--- Records provided ---
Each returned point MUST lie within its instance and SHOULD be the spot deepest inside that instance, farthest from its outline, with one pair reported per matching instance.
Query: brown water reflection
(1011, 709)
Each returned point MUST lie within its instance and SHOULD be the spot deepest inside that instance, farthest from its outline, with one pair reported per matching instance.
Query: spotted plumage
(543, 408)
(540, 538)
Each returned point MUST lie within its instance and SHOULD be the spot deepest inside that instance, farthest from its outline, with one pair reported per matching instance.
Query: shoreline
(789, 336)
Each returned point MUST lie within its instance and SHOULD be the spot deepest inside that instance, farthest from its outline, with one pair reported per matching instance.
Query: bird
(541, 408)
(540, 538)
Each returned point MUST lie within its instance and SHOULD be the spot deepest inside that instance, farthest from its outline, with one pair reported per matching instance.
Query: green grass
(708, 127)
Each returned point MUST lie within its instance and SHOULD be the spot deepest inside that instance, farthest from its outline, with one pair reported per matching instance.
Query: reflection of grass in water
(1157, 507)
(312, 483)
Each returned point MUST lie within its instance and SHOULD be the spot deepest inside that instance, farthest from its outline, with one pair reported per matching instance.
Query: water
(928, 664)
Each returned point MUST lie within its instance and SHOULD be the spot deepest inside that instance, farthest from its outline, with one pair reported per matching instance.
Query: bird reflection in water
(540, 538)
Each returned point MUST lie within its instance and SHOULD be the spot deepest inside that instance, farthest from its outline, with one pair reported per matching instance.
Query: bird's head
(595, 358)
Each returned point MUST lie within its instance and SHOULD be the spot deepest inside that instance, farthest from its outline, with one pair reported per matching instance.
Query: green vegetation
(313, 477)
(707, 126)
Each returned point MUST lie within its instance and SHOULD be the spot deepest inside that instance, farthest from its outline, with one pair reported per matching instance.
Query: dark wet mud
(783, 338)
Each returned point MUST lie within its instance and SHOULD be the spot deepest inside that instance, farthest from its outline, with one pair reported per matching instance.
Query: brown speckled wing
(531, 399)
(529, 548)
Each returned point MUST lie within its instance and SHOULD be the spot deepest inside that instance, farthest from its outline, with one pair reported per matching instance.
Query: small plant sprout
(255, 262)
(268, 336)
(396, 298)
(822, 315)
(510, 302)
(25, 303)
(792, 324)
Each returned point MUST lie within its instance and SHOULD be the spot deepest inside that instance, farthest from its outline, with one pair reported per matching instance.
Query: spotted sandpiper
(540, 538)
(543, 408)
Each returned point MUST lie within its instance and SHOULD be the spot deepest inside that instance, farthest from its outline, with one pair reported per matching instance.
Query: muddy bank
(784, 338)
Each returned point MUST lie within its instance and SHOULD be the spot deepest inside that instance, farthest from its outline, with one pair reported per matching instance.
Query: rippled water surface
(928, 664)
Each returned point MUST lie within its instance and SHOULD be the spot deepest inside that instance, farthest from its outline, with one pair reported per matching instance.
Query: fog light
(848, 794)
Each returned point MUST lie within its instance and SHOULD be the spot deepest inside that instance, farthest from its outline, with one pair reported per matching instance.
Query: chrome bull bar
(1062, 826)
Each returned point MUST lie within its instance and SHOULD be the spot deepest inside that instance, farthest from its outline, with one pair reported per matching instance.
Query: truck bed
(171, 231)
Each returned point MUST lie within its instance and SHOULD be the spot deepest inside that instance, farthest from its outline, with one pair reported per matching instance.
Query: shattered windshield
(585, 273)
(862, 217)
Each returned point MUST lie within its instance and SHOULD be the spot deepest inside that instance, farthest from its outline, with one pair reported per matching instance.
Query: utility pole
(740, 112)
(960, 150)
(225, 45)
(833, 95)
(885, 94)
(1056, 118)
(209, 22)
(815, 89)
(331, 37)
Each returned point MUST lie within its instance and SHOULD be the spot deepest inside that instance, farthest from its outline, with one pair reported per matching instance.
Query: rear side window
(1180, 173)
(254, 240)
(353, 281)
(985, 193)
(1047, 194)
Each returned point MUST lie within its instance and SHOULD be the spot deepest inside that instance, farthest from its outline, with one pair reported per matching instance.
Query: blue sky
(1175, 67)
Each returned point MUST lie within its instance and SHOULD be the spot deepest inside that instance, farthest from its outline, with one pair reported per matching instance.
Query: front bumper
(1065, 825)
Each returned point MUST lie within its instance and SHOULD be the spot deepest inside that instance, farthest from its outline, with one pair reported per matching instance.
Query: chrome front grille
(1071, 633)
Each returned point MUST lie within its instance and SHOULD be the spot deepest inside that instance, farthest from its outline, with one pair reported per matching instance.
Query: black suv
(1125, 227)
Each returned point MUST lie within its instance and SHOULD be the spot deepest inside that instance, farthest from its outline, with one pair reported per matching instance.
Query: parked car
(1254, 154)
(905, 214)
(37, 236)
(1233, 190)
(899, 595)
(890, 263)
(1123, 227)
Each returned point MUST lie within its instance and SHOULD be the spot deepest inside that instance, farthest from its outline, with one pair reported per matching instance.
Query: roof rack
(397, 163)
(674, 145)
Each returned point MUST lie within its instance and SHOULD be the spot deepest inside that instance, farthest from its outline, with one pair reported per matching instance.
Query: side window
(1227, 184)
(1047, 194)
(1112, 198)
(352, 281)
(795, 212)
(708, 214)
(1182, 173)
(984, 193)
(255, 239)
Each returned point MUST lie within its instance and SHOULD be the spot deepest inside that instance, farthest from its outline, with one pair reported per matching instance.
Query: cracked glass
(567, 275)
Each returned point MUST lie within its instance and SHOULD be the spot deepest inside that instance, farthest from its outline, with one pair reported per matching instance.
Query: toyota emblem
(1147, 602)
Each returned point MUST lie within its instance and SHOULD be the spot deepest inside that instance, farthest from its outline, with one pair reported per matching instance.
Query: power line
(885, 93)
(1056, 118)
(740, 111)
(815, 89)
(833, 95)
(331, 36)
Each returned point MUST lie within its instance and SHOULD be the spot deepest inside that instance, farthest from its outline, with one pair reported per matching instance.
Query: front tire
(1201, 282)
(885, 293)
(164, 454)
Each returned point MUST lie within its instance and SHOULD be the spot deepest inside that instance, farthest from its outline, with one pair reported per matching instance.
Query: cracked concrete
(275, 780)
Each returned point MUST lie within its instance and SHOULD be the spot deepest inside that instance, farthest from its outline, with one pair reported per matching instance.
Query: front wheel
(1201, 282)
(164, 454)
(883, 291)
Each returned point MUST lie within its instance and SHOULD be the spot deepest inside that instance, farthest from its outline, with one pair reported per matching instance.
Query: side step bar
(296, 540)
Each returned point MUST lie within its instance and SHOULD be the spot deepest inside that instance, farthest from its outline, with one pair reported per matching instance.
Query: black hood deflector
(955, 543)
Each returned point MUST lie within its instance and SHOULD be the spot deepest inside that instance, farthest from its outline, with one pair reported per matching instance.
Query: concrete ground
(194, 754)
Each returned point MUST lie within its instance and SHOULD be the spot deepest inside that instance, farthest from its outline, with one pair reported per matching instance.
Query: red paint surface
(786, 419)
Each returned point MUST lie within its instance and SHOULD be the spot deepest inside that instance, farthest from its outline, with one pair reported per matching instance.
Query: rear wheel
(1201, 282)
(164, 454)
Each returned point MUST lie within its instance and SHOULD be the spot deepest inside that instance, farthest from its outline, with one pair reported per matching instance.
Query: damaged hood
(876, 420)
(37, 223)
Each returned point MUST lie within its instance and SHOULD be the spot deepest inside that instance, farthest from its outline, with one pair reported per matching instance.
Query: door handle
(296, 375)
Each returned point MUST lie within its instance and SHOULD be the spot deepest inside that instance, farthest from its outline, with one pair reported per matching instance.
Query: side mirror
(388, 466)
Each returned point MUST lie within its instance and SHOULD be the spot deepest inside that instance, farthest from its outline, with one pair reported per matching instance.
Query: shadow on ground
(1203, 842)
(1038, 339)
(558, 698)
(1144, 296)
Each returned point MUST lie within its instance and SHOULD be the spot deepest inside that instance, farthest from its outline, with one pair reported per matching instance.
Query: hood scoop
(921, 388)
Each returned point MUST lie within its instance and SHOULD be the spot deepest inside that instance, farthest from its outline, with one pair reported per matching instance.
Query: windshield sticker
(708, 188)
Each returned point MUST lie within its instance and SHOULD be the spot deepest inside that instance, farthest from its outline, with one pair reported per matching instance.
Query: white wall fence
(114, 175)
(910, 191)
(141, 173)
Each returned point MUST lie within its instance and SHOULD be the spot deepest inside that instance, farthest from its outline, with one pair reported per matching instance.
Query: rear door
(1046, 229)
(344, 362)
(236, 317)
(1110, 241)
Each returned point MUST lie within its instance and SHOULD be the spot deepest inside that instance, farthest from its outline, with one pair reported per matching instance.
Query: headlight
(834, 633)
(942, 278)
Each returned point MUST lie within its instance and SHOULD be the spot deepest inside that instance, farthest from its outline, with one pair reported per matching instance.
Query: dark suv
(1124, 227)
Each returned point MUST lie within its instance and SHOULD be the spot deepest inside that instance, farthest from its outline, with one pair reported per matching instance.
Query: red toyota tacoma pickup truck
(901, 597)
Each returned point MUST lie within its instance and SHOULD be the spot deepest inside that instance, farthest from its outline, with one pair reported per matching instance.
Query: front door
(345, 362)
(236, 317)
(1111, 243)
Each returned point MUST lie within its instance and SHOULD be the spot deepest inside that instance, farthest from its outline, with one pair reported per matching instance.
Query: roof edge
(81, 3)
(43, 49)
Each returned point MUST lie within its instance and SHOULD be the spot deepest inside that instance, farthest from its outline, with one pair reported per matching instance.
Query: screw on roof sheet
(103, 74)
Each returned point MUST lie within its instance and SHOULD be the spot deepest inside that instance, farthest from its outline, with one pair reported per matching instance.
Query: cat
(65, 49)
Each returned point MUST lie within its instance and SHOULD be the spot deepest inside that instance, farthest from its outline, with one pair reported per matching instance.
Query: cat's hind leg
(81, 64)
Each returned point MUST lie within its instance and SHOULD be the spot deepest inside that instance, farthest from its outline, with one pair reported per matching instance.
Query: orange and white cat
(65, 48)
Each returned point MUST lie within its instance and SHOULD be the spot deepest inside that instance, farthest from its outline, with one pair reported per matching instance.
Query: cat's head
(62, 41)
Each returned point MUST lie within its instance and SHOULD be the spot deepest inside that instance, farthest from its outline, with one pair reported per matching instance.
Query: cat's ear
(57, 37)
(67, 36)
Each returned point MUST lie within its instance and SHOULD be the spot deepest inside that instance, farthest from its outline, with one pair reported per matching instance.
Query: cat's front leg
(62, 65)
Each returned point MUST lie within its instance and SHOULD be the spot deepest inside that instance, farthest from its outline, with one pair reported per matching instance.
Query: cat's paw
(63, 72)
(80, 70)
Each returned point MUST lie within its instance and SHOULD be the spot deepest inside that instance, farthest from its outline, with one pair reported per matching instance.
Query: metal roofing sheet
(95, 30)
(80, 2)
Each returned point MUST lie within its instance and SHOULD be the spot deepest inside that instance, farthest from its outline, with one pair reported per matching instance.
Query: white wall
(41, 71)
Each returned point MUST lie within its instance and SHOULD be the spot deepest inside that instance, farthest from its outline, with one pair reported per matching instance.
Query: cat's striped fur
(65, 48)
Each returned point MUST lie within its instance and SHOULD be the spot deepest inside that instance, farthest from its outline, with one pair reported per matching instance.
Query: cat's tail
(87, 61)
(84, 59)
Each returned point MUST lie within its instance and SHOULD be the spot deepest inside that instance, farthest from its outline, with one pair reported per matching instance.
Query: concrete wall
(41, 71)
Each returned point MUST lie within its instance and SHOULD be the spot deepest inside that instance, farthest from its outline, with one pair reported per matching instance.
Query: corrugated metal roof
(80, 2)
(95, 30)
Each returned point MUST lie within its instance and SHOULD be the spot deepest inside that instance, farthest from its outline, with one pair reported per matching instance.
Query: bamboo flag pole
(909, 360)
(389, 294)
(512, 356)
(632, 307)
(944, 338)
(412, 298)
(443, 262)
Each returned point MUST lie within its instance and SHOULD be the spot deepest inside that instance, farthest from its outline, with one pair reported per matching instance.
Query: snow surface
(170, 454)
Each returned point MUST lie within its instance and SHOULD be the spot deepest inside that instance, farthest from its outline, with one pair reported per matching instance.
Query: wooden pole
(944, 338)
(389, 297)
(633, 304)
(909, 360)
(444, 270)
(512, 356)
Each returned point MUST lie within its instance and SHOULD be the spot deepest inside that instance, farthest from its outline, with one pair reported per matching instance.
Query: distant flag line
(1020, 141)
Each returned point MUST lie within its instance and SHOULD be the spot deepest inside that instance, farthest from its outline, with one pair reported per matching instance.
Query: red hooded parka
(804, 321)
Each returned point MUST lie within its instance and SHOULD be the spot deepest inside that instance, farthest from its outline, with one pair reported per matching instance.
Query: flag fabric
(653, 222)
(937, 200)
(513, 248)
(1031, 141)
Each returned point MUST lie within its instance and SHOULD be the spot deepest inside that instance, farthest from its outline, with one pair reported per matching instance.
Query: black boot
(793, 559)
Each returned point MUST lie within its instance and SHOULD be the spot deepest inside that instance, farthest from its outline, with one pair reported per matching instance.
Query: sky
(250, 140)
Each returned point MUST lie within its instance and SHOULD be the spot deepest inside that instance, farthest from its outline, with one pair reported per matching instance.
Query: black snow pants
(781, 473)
---
▶ _Direction_: Which lines of the data above contain the word "cracked"? Copy each of them in full.

▶ _Result of the exercise_:
Query: cracked glass
Query: cracked concrete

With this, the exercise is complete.